### TRECHO PARA LEITURA
══════════════════════════════
- O Estado de S.Paulo
Instrumentos públicos não podem ficar à mercê de delírios do governante
Derrubado Luiz Mandetta, o inimigo interno que Jair Bolsonaro resolveu combater em meio à maior emergência de saúde do planeta, os esforços do presidente da República se voltam agora para uma tríade de adversários: Rodrigo Maia, João Doria e o STF, com menor intensidade (até porque, desde que assumiu, ele mostra certo temor de atacar o Judiciário com a sem-cerimônia com que atinge outros Poderes e instituições).
A razão é a velha paranoia presidencial. Acossado por fantasmas persecutórios desde muito antes de ser presidente, Bolsonaro vê um complô para derrubá-lo. O foco do momento é o presidente da Câmara, até pela importância do cargo para um eventual processo de impeachment.
══════════════════════════════
### DADOS DE ORIGEM
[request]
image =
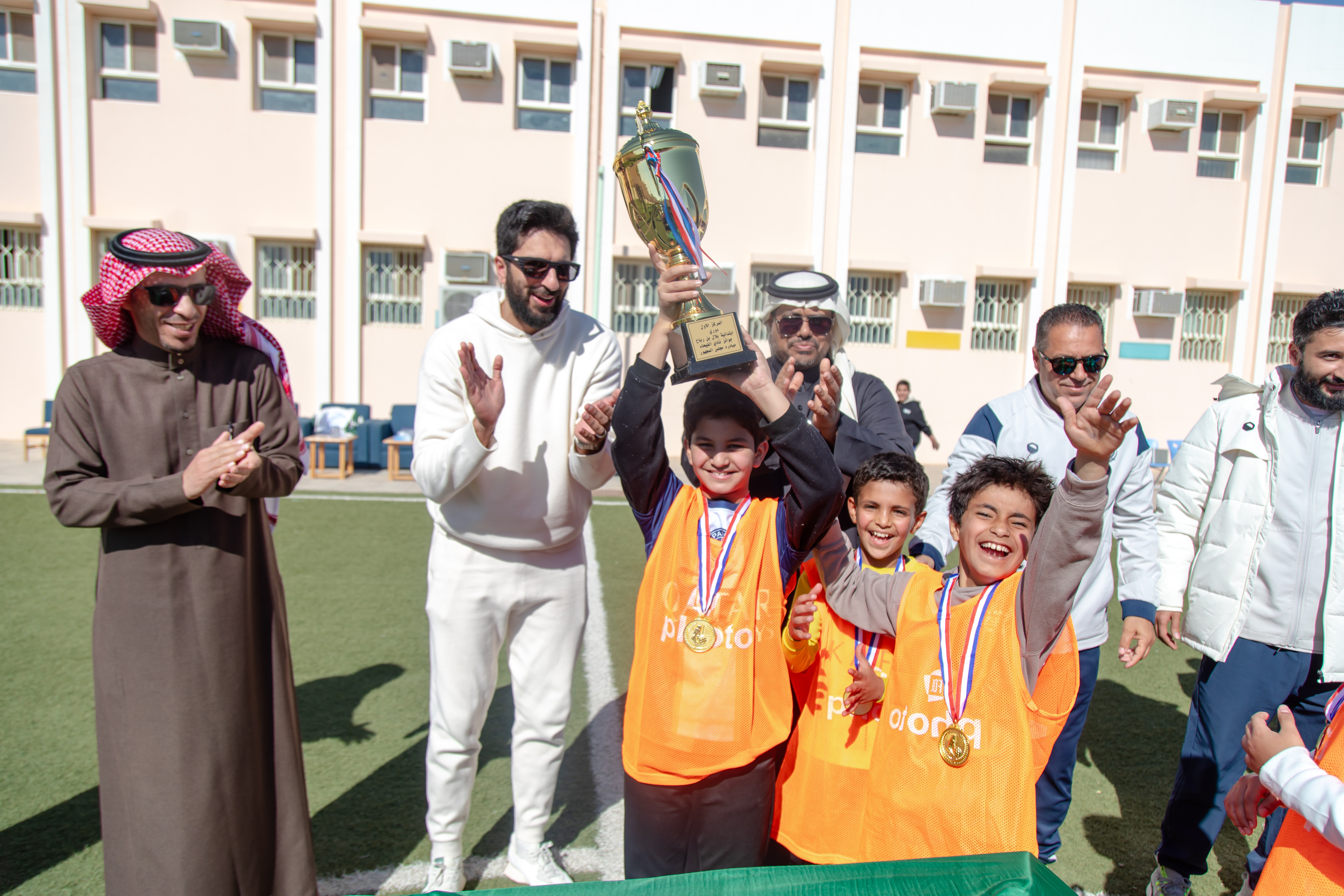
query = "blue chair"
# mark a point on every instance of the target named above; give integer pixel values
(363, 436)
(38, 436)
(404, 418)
══════════════════════════════
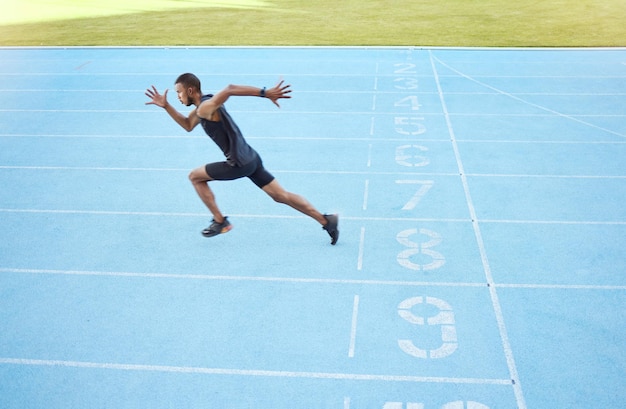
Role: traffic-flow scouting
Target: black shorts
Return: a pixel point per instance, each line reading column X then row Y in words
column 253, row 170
══════════════════════════════
### TAREFA 1
No trecho, qual inimigo interno de Jair Bolsonaro foi derrubado?
### TAREFA 2
Reproduza o trecho de "- O Estado de" a "Poderes e instituições).".

### RESPOSTA 1
Luiz Mandetta.

### RESPOSTA 2
- O Estado de S.Paulo
Instrumentos públicos não podem ficar à mercê de delírios do governante
Derrubado Luiz Mandetta, o inimigo interno que Jair Bolsonaro resolveu combater em meio à maior emergência de saúde do planeta, os esforços do presidente da República se voltam agora para uma tríade de adversários: Rodrigo Maia, João Doria e o STF, com menor intensidade (até porque, desde que assumiu, ele mostra certo temor de atacar o Judiciário com a sem-cerimônia com que atinge outros Poderes e instituições).